__REQUEST__
Copy the records below exactly as they are written.

__GIVEN DATA__

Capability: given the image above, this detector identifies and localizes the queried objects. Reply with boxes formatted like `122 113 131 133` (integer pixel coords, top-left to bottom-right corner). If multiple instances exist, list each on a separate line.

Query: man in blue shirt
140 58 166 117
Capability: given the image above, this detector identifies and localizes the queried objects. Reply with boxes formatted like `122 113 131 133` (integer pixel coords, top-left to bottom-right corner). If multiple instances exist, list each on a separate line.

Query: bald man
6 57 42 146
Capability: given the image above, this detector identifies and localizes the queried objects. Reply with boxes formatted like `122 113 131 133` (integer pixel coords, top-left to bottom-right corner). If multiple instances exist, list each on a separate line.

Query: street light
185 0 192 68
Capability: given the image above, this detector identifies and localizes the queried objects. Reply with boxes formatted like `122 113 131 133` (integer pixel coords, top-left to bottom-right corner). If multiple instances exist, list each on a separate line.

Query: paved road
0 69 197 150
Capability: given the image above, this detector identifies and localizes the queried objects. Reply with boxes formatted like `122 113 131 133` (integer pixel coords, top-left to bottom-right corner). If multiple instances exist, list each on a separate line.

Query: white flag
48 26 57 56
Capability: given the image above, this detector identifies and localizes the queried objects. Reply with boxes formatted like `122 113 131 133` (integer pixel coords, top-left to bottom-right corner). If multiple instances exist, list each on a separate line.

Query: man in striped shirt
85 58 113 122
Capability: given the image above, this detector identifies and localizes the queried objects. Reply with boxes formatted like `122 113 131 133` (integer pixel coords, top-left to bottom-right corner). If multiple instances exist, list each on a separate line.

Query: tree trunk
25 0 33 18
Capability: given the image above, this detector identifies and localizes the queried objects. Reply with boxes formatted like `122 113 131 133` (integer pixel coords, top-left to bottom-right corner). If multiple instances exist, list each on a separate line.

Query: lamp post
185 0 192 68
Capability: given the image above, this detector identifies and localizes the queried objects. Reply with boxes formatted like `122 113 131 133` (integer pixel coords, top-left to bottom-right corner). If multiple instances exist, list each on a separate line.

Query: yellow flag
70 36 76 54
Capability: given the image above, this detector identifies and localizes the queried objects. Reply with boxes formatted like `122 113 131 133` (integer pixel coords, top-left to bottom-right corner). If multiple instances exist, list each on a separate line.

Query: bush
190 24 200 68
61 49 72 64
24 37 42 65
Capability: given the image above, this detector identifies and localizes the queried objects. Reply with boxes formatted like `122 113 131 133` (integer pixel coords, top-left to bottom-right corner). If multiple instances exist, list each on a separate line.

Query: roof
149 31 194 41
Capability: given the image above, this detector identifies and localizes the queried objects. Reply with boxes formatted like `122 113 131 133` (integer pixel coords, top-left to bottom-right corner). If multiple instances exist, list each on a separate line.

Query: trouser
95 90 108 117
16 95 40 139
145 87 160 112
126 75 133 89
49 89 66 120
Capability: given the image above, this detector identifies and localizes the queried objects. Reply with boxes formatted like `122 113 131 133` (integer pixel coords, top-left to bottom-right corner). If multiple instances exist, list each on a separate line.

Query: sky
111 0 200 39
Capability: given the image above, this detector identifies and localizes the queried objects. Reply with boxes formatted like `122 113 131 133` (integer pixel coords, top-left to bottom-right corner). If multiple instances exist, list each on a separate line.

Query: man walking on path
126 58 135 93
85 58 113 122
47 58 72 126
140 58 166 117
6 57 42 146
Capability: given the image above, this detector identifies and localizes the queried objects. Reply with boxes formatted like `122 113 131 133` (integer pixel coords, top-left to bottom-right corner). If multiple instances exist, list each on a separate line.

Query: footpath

__COMPLETED EXERCISE__
Capability: given the image above, this detector identifies and localizes the queried objects. Reply with boxes formatted like `122 113 131 133` (integer pixel coords, top-left to bottom-right corner). If multiple instances exist, list each on a separate line.

Query: man in blue shirt
140 58 166 117
Capability: given the image above, this detector identifies and localizes the queried objects. Reply with boxes formatted like `122 113 131 133` (integer pixel coords, top-left to bottom-right corner). If multiple instances exist, list each on a separate line.

Query: bald man
6 57 42 146
Capability: given the image above, this detector identifies and localizes the queried objects. Reply with boxes formatted like `122 113 131 133` (integer pixel coords, top-left to bottom-right corner). If multiple instances exist, list each on a separate line.

Query: street light
185 0 192 68
Capability: given the image above, this detector identifies and localizes the queried objects. Reply with boxes formatted like `122 113 131 133` (integer pixel coords, top-left to bottom-right corner). If multiple instances exist, list each on a separate line.

Query: paved road
0 69 197 150
Capability: given the image above, this detector identifies and localizes the queried objects. Reply with boxes formatted like `122 113 131 133` (integer pixel coords, top-left to bottom-right corner). If multiple instances exist, list each on a separate line.

Query: white flag
48 26 57 56
Capability: given the image above, this detector identifies and localizes the queried objects. Reply with boxes formatted like `122 113 131 133` (integer pixel coords, top-left to bottom-right corner). If multiple instances exist, list each on a separate line.

Query: man in striped shirt
85 58 113 122
Capability: given the image above, this detector identifies and localizes the queried objects. Reply with boxes formatted like `122 113 131 133` (integer pixel coords, top-left to bottom-right corner). If multiple instances exist, list each on a separate line.

Query: tree trunk
25 0 33 18
Capability: given the image above, this detector identifies and localizes the queried objects. Reply with boxes formatted like `122 113 131 133` (integer pixel coords, top-left to bottom-right corner). If multiple instances exist, list each on a separate line.

Query: lamp post
185 0 192 68
Capability: given the image above, this detector identifies and localizes the queried objects. Reply with boxes formatted like `122 113 131 133` (integer pixel coords, top-left to bottom-right corner). If multiple instances exist, list each on a separate line.

Query: yellow flag
70 36 76 54
Capability: given the image above, this detector identifies and localizes the queried objects. Reply with boxes formatted like `122 113 131 133` (integer pixel coords, top-left to bottom-right corner). If multiple instances exist, list each on a separate line.

Query: bush
190 24 200 68
61 49 72 64
24 37 42 65
Capability: given the image above, this detector identifies and localizes the queried objects. Reply with boxes formatted like `122 113 131 133` (integer pixel coords, top-left to bottom-right corner). If multiple instances exist, list each on a separate line.

Query: roof
149 31 194 41
Capability: given the image above, this detector identifies and localizes the queried objects. Reply with boxes formatted like `122 113 131 133` (integer pixel coords, top-left to bottom-right corner). If multiple instances exist, list each on a separate line.

Query: trouser
95 90 108 117
16 95 40 139
145 87 160 112
126 75 133 89
49 89 66 120
Capability: given the image above, this detector identifies and localizes the queried objects. Reply with boxes formatted like `122 113 131 133` (integer pixel coords, top-left to bottom-right corner). If multiple instances exist, list each on a separate line.

Query: sky
111 0 200 39
Capability: given the image above, this detector identifies and localizes the queried objects. Reply with boxes formatted like `122 113 131 133` (integer pixel coords, top-left to bottom-right corner). If multiple instances exist, list each on a separate line.

Query: man walking on path
126 58 135 93
85 58 113 122
47 58 72 126
140 58 166 117
6 57 42 146
Capability: given the image above, this detector identifies and localizes the queried objects. Reply with boxes formatted like `122 113 131 133` (integer pixel coords, top-left to bottom-right corner). If multiple instances exist, list each on a separate line.

Query: footpath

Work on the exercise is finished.